[REQUIRED WORK]
Gather every line in the items below that contains the word "green", and copy each of those lines.

(Position annotation records)
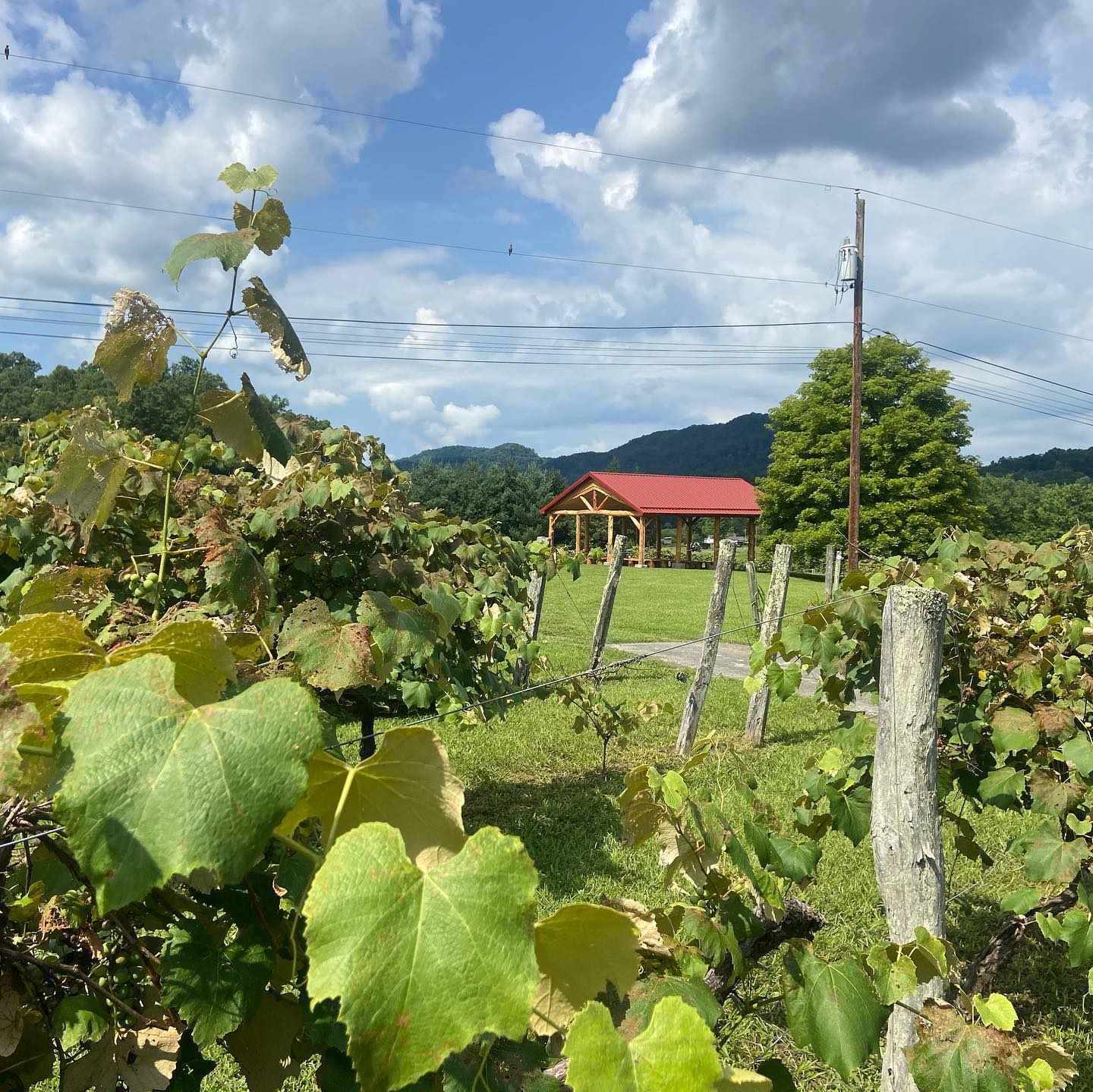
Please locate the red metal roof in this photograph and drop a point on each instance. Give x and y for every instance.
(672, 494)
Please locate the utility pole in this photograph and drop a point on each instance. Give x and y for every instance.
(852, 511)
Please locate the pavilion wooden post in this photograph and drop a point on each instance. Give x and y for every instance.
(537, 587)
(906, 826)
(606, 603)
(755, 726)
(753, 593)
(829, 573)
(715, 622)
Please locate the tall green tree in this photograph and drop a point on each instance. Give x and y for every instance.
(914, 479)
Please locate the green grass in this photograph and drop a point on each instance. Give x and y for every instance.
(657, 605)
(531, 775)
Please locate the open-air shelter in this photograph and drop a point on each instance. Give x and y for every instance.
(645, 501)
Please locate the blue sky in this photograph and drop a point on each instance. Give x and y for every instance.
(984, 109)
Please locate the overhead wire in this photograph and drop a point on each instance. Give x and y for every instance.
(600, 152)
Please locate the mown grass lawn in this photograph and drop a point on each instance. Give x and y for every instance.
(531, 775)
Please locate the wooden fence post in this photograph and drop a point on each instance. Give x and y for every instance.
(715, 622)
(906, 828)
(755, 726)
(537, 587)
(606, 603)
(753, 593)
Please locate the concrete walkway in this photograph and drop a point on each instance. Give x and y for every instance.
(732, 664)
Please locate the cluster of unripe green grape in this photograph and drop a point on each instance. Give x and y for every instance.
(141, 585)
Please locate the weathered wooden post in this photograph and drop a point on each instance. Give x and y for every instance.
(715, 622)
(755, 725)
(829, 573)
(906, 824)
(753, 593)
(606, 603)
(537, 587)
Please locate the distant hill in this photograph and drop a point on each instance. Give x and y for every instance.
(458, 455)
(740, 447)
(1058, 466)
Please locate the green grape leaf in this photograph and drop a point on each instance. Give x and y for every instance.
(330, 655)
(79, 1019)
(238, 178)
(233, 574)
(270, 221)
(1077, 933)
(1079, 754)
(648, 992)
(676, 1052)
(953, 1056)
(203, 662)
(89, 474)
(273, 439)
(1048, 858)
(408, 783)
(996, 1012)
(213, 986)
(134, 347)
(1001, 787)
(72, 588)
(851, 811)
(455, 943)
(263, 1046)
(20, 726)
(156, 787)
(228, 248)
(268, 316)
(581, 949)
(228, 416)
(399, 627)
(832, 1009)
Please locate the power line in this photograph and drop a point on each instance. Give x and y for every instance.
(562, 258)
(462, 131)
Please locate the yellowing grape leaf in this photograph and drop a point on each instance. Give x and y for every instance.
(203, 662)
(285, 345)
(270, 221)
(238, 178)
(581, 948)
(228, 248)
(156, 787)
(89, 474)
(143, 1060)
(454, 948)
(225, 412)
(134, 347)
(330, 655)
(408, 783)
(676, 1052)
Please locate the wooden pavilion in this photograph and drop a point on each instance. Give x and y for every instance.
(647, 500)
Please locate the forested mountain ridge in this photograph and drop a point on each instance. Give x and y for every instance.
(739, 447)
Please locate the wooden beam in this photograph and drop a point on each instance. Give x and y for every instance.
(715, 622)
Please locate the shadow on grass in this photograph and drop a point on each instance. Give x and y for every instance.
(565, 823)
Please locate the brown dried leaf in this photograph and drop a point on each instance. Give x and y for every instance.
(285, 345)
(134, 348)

---

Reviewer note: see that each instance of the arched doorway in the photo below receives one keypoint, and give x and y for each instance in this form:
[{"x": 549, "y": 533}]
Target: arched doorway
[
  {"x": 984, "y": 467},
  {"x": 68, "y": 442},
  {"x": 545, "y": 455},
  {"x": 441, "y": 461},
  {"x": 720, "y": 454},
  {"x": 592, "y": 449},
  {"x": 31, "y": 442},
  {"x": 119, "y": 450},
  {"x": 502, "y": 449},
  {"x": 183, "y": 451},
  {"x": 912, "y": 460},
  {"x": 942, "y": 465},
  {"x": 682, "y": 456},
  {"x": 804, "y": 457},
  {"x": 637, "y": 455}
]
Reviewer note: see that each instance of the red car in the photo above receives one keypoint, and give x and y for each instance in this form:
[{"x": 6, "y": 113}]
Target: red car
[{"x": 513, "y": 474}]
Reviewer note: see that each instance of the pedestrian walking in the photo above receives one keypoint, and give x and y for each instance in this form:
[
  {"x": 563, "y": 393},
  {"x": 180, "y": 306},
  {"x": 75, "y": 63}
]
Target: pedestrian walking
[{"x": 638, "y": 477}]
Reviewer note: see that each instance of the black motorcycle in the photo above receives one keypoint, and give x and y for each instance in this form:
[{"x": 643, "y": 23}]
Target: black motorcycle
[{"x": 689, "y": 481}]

[WRITTEN RESPONSE]
Please locate the tall green tree in this photograph and drop a point on each instance. Give x and y for every instance.
Please locate the green grass in this photograph and drop a point on each instance. Give x and y for every instance.
Please locate the cluster of unripe green grape in this photograph and drop a point on each instance. Give x and y for every instance.
Please locate the green grape leaf in this photograph and drop a point on each instance. Give x and y for every instance.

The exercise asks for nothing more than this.